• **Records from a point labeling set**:
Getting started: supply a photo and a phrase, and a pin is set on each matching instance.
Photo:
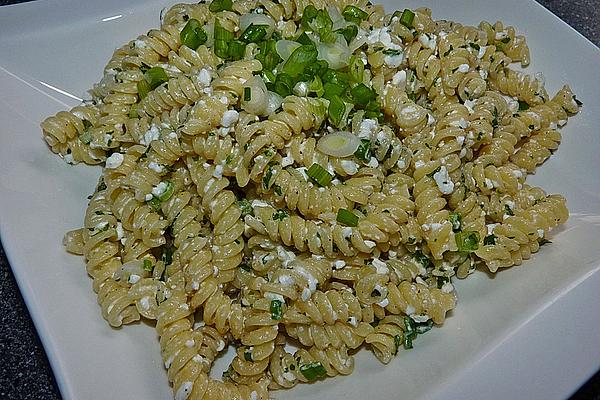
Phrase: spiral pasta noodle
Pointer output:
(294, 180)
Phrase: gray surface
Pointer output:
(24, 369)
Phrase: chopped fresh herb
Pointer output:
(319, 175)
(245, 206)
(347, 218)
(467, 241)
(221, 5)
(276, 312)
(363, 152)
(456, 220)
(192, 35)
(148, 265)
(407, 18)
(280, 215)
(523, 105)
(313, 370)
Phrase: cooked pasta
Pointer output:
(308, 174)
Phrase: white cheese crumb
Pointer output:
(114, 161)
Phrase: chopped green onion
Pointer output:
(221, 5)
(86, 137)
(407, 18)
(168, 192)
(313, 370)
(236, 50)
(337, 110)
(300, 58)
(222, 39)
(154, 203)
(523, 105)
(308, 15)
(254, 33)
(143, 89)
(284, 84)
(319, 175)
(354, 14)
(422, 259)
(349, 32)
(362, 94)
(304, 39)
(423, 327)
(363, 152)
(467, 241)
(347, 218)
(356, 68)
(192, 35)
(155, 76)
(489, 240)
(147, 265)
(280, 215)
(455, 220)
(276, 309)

---

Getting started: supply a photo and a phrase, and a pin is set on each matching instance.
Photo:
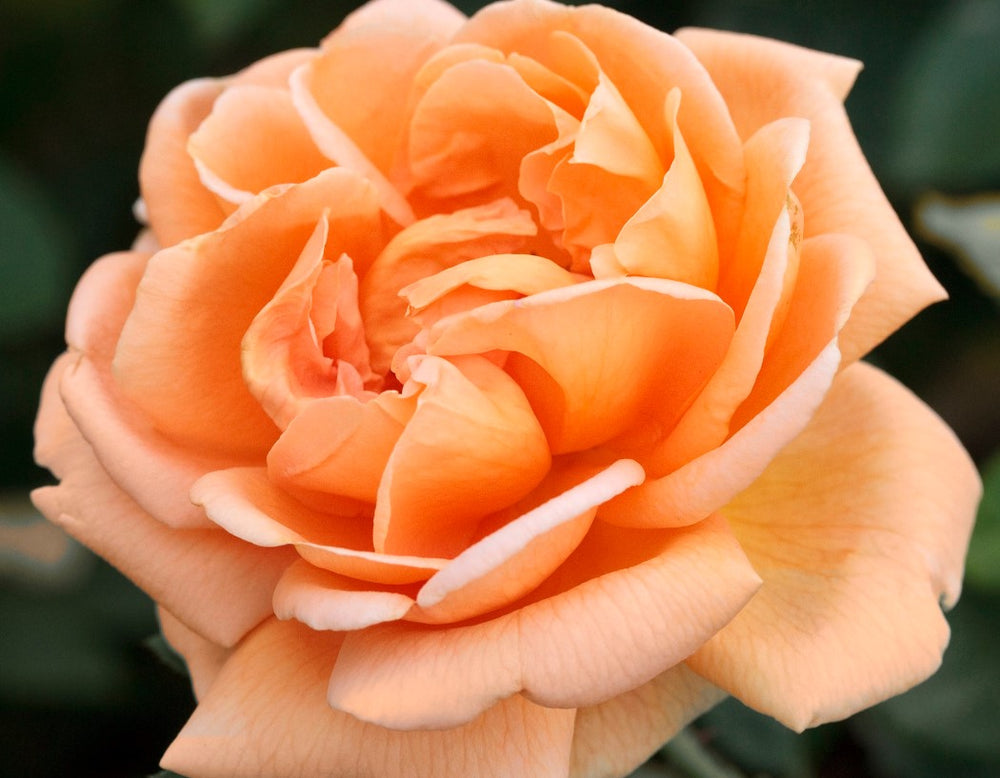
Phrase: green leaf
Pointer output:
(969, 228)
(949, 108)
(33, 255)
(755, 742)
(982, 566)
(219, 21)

...

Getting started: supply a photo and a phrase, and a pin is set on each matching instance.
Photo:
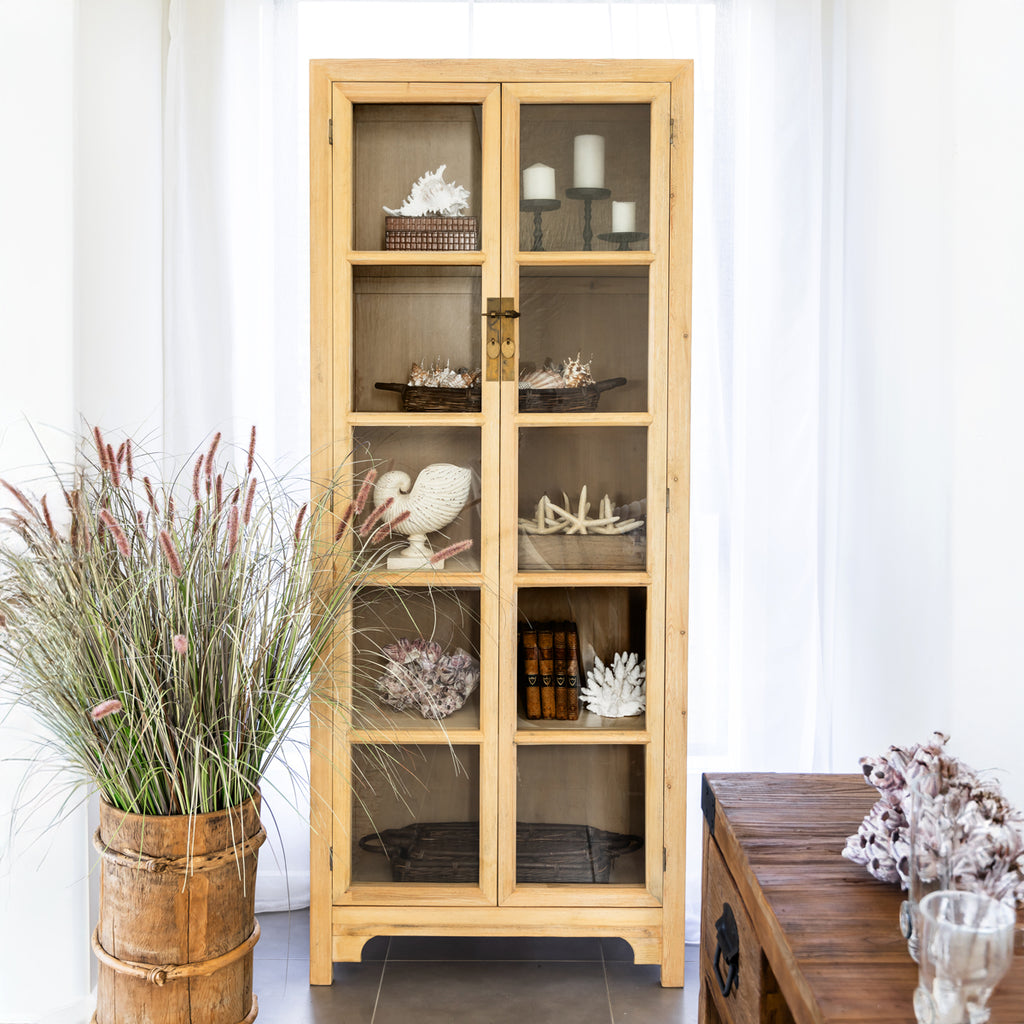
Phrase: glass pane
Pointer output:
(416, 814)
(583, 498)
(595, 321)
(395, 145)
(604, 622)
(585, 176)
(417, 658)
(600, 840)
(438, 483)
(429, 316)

• **EXERCISE**:
Please pick out every line of the entries above that contains the word "green", treating uppercase and lowercase letters as different.

• **ANSWER TO THE EXERCISE**:
Phrase: chopped green onion
Phrase: green leaf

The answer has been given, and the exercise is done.